Stored items from a collection
━━━━━━━━━━━━━━━━━━━━

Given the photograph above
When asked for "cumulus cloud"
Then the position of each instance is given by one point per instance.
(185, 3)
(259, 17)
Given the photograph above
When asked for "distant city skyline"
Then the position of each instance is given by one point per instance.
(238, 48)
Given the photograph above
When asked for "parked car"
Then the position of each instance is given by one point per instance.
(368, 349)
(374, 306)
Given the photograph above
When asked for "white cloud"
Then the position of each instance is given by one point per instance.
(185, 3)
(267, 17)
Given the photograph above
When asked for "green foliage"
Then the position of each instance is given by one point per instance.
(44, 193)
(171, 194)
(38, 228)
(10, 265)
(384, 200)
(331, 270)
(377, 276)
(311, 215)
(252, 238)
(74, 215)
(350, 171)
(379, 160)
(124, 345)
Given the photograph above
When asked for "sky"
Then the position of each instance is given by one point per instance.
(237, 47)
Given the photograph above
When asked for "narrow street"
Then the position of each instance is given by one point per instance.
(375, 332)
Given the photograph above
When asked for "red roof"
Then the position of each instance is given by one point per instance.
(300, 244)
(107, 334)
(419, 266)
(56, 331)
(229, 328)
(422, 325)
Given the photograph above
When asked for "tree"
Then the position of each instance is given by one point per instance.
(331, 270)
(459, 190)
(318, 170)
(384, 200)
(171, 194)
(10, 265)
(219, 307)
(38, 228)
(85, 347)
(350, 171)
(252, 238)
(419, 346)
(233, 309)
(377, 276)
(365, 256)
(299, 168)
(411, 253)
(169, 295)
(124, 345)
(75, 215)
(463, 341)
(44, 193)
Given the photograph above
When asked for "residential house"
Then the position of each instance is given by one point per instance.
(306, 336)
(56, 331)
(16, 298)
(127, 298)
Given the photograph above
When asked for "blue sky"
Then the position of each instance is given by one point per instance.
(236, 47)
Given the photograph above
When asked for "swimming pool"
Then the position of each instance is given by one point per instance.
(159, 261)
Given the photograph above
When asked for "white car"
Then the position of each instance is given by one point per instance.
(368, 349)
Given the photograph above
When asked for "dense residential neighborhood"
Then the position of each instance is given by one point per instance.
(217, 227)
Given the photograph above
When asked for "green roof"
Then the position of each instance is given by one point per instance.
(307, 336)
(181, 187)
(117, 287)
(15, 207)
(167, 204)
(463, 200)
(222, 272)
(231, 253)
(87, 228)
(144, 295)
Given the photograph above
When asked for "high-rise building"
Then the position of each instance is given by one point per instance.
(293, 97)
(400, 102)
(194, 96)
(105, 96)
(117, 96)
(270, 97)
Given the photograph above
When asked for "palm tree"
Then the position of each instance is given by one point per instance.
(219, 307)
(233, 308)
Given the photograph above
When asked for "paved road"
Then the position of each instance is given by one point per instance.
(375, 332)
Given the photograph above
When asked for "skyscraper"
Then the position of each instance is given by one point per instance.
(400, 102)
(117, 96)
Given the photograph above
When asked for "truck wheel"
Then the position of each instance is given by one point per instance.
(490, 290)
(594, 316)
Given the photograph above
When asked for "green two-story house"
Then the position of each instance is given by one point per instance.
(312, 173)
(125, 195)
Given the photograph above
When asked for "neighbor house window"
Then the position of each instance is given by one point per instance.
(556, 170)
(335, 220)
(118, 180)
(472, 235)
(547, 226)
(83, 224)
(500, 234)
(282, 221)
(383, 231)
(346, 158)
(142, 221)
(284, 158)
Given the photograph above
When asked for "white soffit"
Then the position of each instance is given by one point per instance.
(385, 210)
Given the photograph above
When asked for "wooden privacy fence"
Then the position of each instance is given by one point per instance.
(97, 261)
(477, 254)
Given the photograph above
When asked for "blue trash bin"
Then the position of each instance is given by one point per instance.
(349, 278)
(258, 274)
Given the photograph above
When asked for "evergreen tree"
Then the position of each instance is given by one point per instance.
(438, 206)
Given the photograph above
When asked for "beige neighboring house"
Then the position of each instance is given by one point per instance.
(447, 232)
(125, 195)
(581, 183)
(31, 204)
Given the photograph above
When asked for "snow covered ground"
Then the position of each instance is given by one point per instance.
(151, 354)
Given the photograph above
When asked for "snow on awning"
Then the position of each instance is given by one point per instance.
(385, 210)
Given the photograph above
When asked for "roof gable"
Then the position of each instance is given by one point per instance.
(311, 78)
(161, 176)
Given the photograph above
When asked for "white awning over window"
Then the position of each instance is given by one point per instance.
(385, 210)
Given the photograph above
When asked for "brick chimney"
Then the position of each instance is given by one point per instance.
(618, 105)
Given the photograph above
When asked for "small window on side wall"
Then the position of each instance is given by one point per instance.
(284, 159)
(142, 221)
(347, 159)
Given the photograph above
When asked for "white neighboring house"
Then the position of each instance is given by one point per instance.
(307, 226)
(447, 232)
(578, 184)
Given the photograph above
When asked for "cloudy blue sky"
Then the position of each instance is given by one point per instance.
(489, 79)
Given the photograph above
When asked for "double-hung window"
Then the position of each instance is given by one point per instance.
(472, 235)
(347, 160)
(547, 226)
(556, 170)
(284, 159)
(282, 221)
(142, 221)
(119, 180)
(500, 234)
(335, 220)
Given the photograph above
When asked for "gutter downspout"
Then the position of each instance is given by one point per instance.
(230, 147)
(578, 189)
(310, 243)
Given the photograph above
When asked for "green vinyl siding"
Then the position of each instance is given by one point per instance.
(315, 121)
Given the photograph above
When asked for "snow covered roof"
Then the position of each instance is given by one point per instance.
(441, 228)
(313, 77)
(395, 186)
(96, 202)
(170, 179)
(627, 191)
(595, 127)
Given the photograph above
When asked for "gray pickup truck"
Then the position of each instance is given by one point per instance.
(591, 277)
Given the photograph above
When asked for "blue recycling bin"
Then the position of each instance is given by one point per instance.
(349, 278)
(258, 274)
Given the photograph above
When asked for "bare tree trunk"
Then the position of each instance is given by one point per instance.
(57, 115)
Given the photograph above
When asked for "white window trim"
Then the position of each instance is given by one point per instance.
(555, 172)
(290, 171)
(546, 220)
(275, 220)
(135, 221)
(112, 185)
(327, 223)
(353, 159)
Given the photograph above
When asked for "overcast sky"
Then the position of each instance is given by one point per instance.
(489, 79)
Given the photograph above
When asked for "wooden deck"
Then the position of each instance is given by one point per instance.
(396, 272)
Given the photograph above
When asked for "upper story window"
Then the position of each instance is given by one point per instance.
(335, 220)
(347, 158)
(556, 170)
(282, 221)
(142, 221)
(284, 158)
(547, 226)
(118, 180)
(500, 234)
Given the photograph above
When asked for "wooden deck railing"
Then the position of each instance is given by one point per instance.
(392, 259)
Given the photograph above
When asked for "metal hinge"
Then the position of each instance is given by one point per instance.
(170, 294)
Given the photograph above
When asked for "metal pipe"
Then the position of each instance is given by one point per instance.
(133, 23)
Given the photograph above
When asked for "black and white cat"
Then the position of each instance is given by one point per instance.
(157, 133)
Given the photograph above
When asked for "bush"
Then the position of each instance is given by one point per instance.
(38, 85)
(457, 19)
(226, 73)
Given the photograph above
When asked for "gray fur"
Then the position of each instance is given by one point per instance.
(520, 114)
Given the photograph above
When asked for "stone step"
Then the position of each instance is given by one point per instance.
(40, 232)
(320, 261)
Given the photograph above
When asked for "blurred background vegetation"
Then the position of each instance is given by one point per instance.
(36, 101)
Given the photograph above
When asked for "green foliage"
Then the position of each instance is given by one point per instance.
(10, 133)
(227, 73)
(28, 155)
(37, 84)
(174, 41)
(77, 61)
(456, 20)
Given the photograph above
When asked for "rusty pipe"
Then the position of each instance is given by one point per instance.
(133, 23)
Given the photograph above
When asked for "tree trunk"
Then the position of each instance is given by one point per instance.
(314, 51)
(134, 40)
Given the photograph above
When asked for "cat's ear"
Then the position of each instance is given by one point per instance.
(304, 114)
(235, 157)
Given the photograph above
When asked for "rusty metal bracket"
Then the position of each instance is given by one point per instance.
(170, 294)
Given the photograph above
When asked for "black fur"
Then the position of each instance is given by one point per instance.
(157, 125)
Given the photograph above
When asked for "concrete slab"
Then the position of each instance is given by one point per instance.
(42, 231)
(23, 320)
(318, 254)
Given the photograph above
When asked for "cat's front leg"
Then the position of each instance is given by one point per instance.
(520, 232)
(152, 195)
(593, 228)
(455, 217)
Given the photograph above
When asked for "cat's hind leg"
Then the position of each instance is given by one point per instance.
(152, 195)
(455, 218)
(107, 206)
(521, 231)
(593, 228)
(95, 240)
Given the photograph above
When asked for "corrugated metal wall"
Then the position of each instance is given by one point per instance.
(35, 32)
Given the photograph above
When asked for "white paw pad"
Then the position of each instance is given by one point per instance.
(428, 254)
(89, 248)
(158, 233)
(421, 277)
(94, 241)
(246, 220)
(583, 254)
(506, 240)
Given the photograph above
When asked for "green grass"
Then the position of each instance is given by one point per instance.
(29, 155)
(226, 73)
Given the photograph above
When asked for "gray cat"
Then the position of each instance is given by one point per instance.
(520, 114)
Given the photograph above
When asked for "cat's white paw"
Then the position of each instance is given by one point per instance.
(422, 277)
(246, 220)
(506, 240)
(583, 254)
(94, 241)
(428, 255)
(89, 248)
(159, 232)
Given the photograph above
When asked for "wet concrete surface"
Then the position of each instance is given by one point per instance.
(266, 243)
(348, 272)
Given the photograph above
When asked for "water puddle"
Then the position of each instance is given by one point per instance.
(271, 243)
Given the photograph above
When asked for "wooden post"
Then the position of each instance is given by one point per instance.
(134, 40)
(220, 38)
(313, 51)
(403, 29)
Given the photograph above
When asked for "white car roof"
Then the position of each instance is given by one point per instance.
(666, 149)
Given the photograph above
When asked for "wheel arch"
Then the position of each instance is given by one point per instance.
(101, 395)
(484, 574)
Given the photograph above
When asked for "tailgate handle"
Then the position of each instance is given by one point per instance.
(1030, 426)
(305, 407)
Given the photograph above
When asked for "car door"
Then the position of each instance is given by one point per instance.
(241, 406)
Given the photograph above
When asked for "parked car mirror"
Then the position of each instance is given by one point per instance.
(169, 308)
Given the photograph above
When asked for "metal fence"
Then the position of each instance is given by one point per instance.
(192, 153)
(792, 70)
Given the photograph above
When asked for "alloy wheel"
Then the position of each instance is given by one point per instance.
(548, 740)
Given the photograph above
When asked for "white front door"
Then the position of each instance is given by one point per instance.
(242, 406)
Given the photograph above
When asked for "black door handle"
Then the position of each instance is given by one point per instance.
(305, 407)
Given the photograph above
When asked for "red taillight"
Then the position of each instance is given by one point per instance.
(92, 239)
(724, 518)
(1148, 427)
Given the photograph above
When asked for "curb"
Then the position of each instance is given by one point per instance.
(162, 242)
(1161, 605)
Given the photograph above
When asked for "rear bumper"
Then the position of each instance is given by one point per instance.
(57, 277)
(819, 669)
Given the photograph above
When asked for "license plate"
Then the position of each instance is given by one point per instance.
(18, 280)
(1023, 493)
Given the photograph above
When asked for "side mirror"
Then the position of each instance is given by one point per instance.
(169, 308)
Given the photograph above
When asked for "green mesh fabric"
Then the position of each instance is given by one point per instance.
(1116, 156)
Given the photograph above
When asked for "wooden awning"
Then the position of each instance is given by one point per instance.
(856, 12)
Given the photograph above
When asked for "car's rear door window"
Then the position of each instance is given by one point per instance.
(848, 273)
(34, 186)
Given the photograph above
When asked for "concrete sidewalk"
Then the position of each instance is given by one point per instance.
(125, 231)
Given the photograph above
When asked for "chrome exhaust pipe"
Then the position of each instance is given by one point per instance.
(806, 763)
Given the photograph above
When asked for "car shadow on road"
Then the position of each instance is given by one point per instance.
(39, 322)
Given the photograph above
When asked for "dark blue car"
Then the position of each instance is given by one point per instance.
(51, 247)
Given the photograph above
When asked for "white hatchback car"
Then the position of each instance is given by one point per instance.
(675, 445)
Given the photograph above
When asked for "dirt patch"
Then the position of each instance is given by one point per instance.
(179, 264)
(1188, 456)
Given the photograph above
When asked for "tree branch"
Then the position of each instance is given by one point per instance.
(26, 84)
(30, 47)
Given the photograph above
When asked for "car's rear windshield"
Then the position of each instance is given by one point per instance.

━━━━━━━━━━━━━━━━━━━━

## Task instructions
How many lines of the material contain the word "wooden"? Give only the number.

## Solution to this problem
5